# Solid Guide Rods



## colemanpaiva (Mar 27, 2012)

Anyone have any insight to changing out the plastic guide rod on my SD9 for a solid metal one? I have been poking around and discovered some people changing out the plastic ones for metal ones in different models/brands of handguns. Is this something that CAN be done? If so SHOULD it be something to consider? I know it adds a little weight to the front of the gun and is another cost to the gun, but both should be minimal. Thoughts, opinions, suggestions?

Thanks,
CP


----------



## uncledanny (Nov 21, 2012)

I replaced my SD9 plastic guide rod and recoild spring. The metal rods are available for the SIGMA and are interchangeable. I got mine at Wolff Wolff Gunsprings - Firearm Springs for Semi-Auto Pistols, Revolvers, Rifles, & Shotguns Stock number 53618, S&W SIGMA Recoil guide & Std. Spring 18LB. for $29.95 and $6.65 shipping.
It made a lot of difference inmy gun.

Uncle Danny
[email protected]


----------



## SHOOTER96 (Dec 23, 2012)

▶ **Information provided**:

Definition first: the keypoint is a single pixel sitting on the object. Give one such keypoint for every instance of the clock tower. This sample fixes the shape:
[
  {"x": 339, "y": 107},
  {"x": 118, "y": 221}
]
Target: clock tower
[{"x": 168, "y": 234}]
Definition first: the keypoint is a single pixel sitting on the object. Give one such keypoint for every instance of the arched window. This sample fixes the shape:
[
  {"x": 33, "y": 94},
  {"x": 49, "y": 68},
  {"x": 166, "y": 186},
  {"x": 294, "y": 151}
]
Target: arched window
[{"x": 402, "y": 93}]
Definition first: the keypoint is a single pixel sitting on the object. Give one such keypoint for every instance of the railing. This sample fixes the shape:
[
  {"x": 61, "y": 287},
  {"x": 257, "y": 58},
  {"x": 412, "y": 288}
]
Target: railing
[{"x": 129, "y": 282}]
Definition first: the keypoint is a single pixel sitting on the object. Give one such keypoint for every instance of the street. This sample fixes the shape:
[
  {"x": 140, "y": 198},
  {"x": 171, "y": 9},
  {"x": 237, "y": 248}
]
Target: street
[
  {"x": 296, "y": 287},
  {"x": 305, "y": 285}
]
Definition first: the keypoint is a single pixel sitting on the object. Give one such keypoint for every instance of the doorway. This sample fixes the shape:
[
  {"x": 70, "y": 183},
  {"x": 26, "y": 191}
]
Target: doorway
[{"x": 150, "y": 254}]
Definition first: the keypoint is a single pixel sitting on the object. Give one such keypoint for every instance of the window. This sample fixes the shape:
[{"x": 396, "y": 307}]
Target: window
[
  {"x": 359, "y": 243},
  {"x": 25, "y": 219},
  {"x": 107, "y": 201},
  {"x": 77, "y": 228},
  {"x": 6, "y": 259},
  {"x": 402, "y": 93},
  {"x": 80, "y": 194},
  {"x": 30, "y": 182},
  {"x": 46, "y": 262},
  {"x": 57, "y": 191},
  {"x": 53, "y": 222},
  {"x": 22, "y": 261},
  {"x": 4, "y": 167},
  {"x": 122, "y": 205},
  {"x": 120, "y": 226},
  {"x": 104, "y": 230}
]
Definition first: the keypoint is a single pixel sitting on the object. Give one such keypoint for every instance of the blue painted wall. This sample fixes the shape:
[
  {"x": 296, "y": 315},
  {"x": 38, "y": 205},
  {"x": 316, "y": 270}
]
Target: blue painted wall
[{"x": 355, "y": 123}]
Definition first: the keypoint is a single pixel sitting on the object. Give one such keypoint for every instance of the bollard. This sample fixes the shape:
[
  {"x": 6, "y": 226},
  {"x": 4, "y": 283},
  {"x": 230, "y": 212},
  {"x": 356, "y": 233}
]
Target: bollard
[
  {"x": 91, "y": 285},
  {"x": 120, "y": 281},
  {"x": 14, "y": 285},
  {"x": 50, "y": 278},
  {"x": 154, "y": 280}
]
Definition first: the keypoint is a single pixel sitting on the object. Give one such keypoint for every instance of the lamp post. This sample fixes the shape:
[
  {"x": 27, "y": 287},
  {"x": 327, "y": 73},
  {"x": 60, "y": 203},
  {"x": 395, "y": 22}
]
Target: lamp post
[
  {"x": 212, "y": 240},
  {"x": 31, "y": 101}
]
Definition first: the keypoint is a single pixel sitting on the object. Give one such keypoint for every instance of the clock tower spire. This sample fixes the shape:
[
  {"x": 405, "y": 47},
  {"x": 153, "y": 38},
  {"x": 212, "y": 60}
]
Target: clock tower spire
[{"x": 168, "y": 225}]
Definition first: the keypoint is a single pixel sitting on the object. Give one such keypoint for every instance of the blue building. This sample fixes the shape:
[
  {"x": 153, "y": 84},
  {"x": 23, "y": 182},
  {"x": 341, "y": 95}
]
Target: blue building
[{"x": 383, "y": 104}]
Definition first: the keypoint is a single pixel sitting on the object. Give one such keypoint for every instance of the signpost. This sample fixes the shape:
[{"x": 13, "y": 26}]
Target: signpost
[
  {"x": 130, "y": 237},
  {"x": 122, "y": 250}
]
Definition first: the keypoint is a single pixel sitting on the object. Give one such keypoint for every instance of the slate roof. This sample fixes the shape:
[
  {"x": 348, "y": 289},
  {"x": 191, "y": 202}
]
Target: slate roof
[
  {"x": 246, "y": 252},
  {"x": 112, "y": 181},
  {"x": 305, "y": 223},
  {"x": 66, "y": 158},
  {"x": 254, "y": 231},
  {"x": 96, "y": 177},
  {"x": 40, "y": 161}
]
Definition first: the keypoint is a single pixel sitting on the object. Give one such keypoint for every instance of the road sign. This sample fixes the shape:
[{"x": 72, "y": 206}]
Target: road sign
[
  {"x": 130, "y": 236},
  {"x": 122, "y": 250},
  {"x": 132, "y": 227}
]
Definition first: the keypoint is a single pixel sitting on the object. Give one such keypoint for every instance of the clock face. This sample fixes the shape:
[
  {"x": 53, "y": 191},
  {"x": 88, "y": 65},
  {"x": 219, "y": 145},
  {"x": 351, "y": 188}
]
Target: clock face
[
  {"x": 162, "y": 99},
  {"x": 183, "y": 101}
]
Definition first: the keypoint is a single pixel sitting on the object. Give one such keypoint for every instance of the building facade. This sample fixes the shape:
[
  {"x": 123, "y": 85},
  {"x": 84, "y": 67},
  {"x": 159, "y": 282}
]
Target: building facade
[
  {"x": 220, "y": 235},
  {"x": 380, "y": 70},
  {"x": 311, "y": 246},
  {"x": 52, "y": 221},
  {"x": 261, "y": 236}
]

▶ **Stated goal**: Reproduce the forum thread on solid guide rods, word for word and in full.

▶ **Completed exercise**:
# Solid Guide Rods



## colemanpaiva (Mar 27, 2012)

Anyone have any insight to changing out the plastic guide rod on my SD9 for a solid metal one? I have been poking around and discovered some people changing out the plastic ones for metal ones in different models/brands of handguns. Is this something that CAN be done? If so SHOULD it be something to consider? I know it adds a little weight to the front of the gun and is another cost to the gun, but both should be minimal. Thoughts, opinions, suggestions?

Thanks,
CP


----------



## uncledanny (Nov 21, 2012)

I replaced my SD9 plastic guide rod and recoild spring. The metal rods are available for the SIGMA and are interchangeable. I got mine at Wolff Wolff Gunsprings - Firearm Springs for Semi-Auto Pistols, Revolvers, Rifles, & Shotguns Stock number 53618, S&W SIGMA Recoil guide & Std. Spring 18LB. for $29.95 and $6.65 shipping.
It made a lot of difference inmy gun.

Uncle Danny
[email protected]


----------



## SHOOTER96 (Dec 23, 2012)